Rewrite the data below so that each "mask" becomes "foreground", with everything else unchanged. Leave the pictures out of your answer.

======== RECORDS FOR THIS TASK ========

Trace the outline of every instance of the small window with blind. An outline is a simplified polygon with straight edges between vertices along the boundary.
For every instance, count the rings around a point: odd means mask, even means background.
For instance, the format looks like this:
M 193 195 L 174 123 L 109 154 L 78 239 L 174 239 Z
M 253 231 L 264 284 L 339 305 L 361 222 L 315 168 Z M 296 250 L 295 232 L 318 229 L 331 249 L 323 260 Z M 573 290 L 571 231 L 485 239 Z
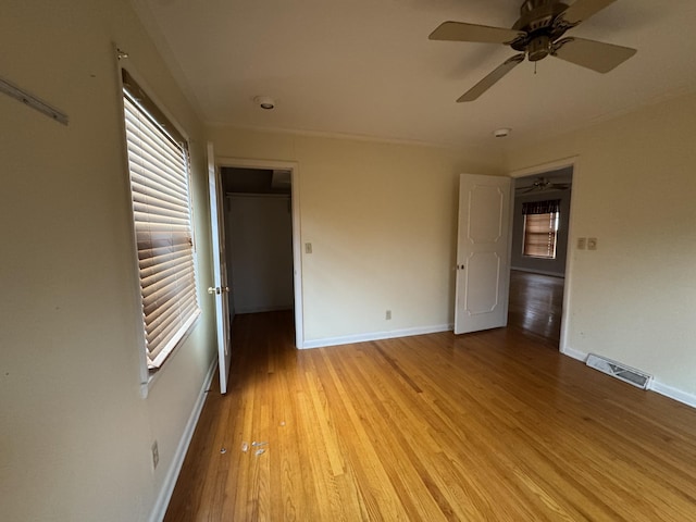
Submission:
M 522 203 L 522 254 L 530 258 L 556 259 L 560 199 Z
M 153 373 L 201 313 L 188 146 L 125 70 L 122 76 L 145 357 Z

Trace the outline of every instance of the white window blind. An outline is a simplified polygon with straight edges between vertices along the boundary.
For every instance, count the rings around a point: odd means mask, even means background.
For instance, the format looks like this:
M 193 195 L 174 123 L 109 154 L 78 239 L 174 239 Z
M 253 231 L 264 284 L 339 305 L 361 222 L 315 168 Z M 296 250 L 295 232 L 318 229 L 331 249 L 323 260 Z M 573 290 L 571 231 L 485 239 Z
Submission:
M 200 315 L 186 142 L 124 71 L 124 109 L 148 369 Z M 152 114 L 154 112 L 156 114 Z M 160 116 L 160 117 L 157 117 Z M 163 126 L 166 126 L 165 127 Z

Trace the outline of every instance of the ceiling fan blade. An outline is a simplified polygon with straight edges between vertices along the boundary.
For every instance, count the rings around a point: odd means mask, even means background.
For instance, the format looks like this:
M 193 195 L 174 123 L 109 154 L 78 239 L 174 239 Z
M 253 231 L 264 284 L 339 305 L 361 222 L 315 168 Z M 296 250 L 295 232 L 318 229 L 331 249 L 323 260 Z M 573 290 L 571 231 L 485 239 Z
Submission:
M 638 52 L 629 47 L 584 38 L 563 38 L 554 44 L 554 57 L 598 73 L 608 73 Z
M 575 0 L 575 3 L 563 11 L 561 17 L 571 25 L 577 25 L 616 1 L 617 0 Z
M 484 44 L 507 44 L 526 33 L 504 27 L 488 27 L 487 25 L 464 24 L 463 22 L 445 22 L 431 36 L 431 40 L 446 41 L 481 41 Z
M 458 100 L 458 103 L 462 101 L 474 101 L 486 90 L 493 87 L 496 82 L 502 78 L 506 74 L 512 71 L 517 65 L 524 61 L 524 53 L 515 54 L 512 58 L 507 59 L 502 64 L 498 65 L 492 73 L 485 78 L 474 85 L 471 89 L 464 92 Z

========

RESULT OF THE EXERCISE:
Trace the outline of every instance of the small window with blind. An outline is a simplified polygon with straight edges between vertices along the boundary.
For every instance, count the rings around a point: odd means foreground, even means background.
For instance, the format looks like this:
M 193 195 L 174 123 L 109 154 L 78 239 L 174 239 Z
M 253 231 L 264 284 L 339 305 L 361 222 L 315 168 Z M 296 250 L 295 232 L 318 229 L 331 249 L 323 260 Z M 573 290 L 571 231 L 485 239 Z
Submission:
M 522 203 L 522 254 L 530 258 L 556 259 L 560 199 Z
M 153 373 L 201 313 L 188 146 L 125 70 L 122 76 L 145 357 Z

Trace the outline of every instance of the white window blind. An outline is a simplified polygon with straight edges between vertices along the boundary.
For every instance, count the rings around a point: odd means foreground, even means background.
For instance, the format looks like this:
M 193 195 L 174 123 L 109 154 L 78 239 L 174 239 Z
M 253 231 L 264 284 L 339 305 L 361 222 L 315 168 Z M 296 250 L 295 232 L 318 229 L 331 249 L 323 260 Z M 573 290 L 571 231 L 485 239 Z
Submission:
M 200 315 L 186 142 L 124 71 L 124 109 L 148 369 Z M 152 114 L 154 112 L 156 114 Z M 160 116 L 160 117 L 157 117 Z M 163 126 L 166 126 L 165 127 Z

Trace the outline of every instance of the ceiling fan blade. An outline is a simplified polygon with straight edges between vertices along the boundary.
For every instance, count the rings around a point: odd means foreground, even means background.
For instance, the format looks like this:
M 193 195 L 174 123 L 109 154 L 78 239 L 174 239 Z
M 253 231 L 264 284 L 339 305 L 361 222 L 315 168 Z M 296 250 L 295 232 L 318 229 L 331 249 L 323 260 Z M 573 290 L 571 231 L 485 239 Z
Submission:
M 638 52 L 629 47 L 584 38 L 563 38 L 554 44 L 554 57 L 598 73 L 608 73 Z
M 575 0 L 575 3 L 563 11 L 561 17 L 571 25 L 577 25 L 616 1 L 617 0 Z
M 484 44 L 507 44 L 526 33 L 504 27 L 488 27 L 487 25 L 464 24 L 463 22 L 445 22 L 431 36 L 431 40 L 446 41 L 481 41 Z
M 458 100 L 458 103 L 462 101 L 474 101 L 486 90 L 493 87 L 496 82 L 502 78 L 506 74 L 512 71 L 517 65 L 524 61 L 524 53 L 515 54 L 512 58 L 507 59 L 502 64 L 498 65 L 492 73 L 485 78 L 474 85 L 471 89 L 464 92 Z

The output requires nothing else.